* EXERCISE OBJECTIVE: Update the material from the line containing "The response MUST carry one point per instance of the blue" through the end of the material, replacing "pavement" with "sidewalk" and keeping everything else the same, and return only those lines.

* SUPPLIED ENTRIES:
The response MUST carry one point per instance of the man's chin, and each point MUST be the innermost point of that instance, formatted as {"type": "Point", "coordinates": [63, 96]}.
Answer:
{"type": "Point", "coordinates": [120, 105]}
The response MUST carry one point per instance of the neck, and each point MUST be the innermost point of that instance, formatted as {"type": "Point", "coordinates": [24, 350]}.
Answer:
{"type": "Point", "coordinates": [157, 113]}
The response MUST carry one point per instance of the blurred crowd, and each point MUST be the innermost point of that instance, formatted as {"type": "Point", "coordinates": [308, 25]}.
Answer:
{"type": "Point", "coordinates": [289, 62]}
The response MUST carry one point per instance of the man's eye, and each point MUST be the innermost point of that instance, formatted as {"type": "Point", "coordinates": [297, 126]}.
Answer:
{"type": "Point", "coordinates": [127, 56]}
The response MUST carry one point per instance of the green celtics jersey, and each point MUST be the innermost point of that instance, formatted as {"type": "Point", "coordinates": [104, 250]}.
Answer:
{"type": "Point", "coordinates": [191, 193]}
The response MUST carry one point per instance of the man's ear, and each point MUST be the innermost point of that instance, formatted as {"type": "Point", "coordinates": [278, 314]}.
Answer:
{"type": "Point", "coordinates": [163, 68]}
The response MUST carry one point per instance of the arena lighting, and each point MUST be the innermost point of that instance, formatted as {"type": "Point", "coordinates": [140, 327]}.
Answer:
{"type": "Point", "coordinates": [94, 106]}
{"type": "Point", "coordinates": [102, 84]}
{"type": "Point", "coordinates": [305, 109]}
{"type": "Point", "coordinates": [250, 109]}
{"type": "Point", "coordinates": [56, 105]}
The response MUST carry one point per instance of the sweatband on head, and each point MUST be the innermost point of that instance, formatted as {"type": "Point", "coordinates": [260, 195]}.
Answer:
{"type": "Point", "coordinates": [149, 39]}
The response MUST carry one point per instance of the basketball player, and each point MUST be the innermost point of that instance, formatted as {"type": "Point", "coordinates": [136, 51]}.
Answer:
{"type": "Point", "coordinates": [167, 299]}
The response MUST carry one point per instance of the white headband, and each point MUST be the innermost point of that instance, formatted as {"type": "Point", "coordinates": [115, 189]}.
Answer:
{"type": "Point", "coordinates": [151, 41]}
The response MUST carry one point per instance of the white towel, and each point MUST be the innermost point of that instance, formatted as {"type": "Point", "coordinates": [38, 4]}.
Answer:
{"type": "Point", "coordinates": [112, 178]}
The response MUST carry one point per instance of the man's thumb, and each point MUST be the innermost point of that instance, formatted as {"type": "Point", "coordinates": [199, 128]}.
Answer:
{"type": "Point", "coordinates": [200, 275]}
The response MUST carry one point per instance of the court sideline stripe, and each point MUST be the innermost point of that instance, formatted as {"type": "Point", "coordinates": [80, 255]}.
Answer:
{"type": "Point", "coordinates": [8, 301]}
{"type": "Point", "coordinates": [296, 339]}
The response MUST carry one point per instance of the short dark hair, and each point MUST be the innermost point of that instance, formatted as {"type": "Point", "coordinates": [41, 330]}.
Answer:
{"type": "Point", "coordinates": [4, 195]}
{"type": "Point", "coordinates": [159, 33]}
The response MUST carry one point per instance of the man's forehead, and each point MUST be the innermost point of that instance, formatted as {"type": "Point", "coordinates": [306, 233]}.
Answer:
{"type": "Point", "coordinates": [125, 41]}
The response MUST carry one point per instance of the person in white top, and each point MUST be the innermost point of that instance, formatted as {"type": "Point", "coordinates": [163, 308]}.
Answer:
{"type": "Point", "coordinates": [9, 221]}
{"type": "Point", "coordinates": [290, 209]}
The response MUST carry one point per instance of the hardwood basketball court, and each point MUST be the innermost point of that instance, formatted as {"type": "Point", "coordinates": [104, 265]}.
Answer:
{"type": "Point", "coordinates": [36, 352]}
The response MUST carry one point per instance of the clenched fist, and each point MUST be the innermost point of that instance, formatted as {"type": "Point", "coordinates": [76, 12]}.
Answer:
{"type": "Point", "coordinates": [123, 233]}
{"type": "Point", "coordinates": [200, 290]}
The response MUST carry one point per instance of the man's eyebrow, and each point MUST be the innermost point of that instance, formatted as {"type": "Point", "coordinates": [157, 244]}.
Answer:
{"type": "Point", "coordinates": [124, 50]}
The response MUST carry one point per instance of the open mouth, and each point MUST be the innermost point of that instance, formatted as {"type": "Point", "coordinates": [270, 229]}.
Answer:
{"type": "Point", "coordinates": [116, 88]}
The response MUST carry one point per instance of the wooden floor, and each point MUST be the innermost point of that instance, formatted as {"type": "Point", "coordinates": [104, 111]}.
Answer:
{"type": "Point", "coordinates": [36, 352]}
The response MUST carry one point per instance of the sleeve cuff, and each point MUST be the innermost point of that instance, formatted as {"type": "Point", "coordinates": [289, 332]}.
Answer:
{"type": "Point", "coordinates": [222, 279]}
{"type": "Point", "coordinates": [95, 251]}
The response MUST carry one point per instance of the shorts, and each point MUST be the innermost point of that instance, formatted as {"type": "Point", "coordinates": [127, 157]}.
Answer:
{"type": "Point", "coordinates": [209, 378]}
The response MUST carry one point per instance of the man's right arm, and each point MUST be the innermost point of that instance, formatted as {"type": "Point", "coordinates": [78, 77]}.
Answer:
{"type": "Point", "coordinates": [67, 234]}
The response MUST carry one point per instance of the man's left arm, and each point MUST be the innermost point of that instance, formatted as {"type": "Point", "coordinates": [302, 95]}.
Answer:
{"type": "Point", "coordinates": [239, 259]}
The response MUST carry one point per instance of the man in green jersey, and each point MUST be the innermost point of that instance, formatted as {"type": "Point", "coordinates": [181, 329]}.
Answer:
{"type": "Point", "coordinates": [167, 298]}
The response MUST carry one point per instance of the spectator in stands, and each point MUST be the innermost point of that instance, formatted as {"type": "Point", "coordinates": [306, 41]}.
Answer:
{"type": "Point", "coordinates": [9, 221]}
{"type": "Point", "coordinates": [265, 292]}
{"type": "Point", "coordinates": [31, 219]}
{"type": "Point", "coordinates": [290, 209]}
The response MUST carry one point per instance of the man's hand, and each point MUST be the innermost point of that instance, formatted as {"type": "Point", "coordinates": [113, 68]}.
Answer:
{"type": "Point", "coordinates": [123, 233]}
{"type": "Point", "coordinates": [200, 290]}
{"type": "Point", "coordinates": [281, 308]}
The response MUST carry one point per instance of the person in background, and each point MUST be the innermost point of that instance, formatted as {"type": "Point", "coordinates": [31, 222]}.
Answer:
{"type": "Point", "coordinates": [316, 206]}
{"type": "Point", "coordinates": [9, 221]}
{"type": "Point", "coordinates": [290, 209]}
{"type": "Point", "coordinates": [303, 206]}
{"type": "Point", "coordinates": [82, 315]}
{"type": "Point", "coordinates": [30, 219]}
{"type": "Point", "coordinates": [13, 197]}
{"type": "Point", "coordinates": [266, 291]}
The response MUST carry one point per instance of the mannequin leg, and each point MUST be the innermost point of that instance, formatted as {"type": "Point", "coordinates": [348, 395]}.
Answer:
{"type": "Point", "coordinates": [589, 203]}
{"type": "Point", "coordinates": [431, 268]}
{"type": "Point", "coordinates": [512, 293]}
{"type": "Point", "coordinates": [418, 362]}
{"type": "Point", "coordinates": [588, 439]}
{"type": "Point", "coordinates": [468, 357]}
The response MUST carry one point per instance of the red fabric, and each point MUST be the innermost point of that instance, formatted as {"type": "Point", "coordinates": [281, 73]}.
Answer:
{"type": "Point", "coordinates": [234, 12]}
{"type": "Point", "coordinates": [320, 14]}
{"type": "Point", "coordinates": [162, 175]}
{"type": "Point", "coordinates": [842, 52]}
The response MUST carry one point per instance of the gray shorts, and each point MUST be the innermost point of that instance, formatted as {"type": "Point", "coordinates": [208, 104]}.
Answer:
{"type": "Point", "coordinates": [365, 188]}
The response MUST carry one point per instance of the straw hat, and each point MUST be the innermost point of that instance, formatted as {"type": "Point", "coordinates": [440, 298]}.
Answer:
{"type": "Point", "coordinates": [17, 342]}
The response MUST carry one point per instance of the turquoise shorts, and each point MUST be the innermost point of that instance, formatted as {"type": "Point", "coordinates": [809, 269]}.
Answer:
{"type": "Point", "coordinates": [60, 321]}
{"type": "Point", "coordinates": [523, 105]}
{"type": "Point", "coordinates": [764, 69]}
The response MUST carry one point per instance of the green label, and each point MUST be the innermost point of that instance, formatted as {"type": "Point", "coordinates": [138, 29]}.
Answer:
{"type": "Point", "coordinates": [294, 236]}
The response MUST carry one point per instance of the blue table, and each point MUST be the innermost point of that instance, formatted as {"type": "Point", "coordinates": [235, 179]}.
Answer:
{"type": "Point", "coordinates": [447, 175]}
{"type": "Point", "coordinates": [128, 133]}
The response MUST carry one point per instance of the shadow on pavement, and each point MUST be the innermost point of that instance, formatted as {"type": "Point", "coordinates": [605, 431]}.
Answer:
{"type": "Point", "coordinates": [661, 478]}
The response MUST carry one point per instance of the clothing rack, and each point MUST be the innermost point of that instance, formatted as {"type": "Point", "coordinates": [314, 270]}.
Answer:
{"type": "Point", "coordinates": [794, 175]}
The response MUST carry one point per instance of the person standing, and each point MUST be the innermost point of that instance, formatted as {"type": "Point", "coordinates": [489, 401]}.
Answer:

* SOLUTION TO THIS PROBLEM:
The response MUST carry one point per instance of the blue table, and each point MUST be the innermost point of that instance, formatted as {"type": "Point", "coordinates": [235, 179]}.
Answer:
{"type": "Point", "coordinates": [447, 175]}
{"type": "Point", "coordinates": [128, 133]}
The response MUST carry one point per instance of the shadow on sidewalk, and each point MUST be the innermost point of that instance, formatted as {"type": "Point", "coordinates": [605, 431]}.
Answer:
{"type": "Point", "coordinates": [661, 478]}
The response MUST carry one point per instance of the clothing rack, and each point MUST be the innermost point of that instance, formatted as {"type": "Point", "coordinates": [314, 270]}.
Answer:
{"type": "Point", "coordinates": [794, 175]}
The response MUST carry one point per instance of the person standing, and each point MUST be the innermost point of that instance, formatted as {"type": "Point", "coordinates": [489, 401]}.
Answer:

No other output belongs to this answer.